>> start Document section

A tripartite lease is one where there are three or more parties. In addition to the freeholder and the leaseholder, there will be one or more management companies, called RMCs ("residents' management companies"). The term "RMC" has no agreed definition, though there has recently been an attempt to specify one under building safety legislation. Tripartite leases will set out the respective roles of the parties, with the management functions under the lease exercisable by the RMC rather than the freeholder. In practice, this made it easier for developers to sell on the freehold and the management rights separately: freeholds are a fixed income investment, management rights not so much.

The management company party to a lease might have any governance arrangement: it might be wholly independent for-profit company over which the leaseholders have control, or a firmly leaseholder-controlled entity, or something in between. There's also no reason that a management company might be restricted to managing leasehold property, and instead might manage a wider estate. Some management companies permit or indeed require leaseholders to be members.

The constitutions of management companies ("articles of association") are available at Companies House, and I've read literally hundreds of them, as they're all different. RTM companies, by contrast, are required to have the articles of association in identical form, and this is effectively true for commonhold associations as well. Resident Management Companies, on the other hand, exhibit a wide variety of constitutional arrangements with respect to how unitholders (the leasehold or freehold owners of dwellings managed) relate to the company and each other:

  • unitholders might be required to be members of the company
  • unitholders might be required to follow the rules of the company, or pay money to it
  • unitholders might be allowed the decisive vote on all matters, or some matters, or none
  • there might be private contractual arrangements overriding the publicly acknowledged arrangements

Now some of this clearly overlaps with the terms of a typical lease, which require leaseholders to pay money and follow the block regulations and so. But it also overlaps with local government, particularly all that stuff about voting and collective management of land. If a body can tax you and enact bye-laws, how different is it from a government? This is basically the thesis of Professor Hazel Easthope who studies strata title in Australia.

Tripartite leases have the effect of compelling leaseholders, freeholders and management companies to enter into a mesh of additional relationships under company law, alongside those they have under property law. Despite its numerous flaws, landlord-tenant law does at least require that service charges be reasonable and reasonably incurred, but an equivalent fee exacted under company law need not be. A lease might provide that the leaseholder agree to join the management company, and the company articles might provide that accepting the transfer of a housing unit constitutes agreeing to join the company, indeed it will often deny the company directors any right to refuse membership to a leaseholder.

>> end Document section

### Task set
1. Translate this sentence from the text on tripartite leases into Spanish: "There's also no reason that a management company might be restricted to managing leasehold property, and instead might manage a wider estate."
2. Carry on the text about tripartite leases and residents' management companies, picking up right after its final sentence.

>> start Collected material

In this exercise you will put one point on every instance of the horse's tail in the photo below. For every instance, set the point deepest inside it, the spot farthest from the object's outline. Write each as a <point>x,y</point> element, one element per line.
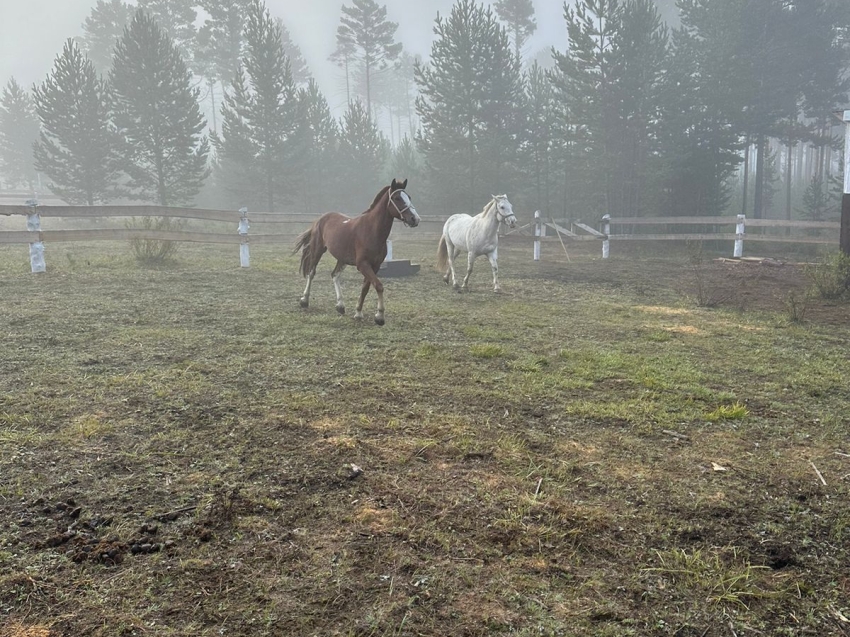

>> end Collected material

### Task answers
1. Tampoco hay motivo para que una sociedad gestora deba limitarse a gestionar inmuebles en régimen de arrendamiento, sino que podría gestionar un conjunto inmobiliario más amplio.

2.
Where the leases do not permit the management company to extract money from the leaseholder in the way it desires, there may be a route under company law; this sort of arrangement was upheld by the courts in the Morshead Mansions Ltd v Di Marco case. The management company in the Di Marco case had given up using its rights to exact service charges under the leases, and instead relied on a clause it introduced into the company constitution allowing it to charge its members (which included Mr Di Marco and the other leaseholders) for the purposes of furthering the company objects, which were of course to manage the building.

Where this leaves us is that we have quasi local governments in the form of Residents Management Companies, with very diverse constitutional arrangements, all the way from democratic to monocratic. Membership of such companies can be unavoidable for leaseholders in a block of flats, and the membership may be shared with neighbours in other blocks of flats or of freehold houses. The company might manage both blocks of flats and wider shared areas, which might or might not be accessible to the general public. Some of this property might be municipalisable, and adopted to be maintained at public expense by the local authority. But it's often that local authority which signed off the arrangement in the first place in return for concessions in a section 106 agreement, and the local authority would rather not be maintaining gardens and soft landscaped areas and so on when others are obliged to pay already. Getting local authorities to maintain, at public expense, the parts of the property that are not even accessible to the general public is a political and moral non-starter.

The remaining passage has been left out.